━━━━━ GIVEN ENTRIES ━━━━━

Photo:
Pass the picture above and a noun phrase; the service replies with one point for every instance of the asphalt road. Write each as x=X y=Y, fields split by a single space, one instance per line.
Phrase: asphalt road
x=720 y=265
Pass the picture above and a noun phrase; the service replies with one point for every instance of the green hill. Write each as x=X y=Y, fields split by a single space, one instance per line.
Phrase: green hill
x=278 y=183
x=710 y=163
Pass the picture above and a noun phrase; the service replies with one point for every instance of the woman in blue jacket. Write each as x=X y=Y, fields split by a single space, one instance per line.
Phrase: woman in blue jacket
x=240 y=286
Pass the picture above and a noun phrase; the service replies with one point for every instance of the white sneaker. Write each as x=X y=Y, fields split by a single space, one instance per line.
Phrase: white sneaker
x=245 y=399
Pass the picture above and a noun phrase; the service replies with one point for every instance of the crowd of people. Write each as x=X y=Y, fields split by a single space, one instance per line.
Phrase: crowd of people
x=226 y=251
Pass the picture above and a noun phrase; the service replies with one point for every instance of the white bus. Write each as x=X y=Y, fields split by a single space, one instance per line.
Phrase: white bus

━━━━━
━━━━━ GIVEN ENTRIES ━━━━━

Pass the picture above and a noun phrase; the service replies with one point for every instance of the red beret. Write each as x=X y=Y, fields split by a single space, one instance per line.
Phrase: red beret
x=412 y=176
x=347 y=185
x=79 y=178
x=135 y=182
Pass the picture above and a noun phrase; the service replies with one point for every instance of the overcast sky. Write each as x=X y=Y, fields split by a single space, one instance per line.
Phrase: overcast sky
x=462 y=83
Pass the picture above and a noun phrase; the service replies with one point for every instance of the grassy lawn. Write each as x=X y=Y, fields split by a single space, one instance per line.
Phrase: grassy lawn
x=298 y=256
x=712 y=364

━━━━━

WHAT YOU ARE ASKED TO DO ▸
Arrange the data from the line holding "the white bus." through the line holding "Phrase: white bus", both included, as a numbered list, skipping any blank lines.

SOLUTION ▸
1. Pass the picture above and a noun phrase; the service replies with one point for every instance of the white bus. Write each as x=X y=Y, fields split by a single space, one instance per line.
2. Phrase: white bus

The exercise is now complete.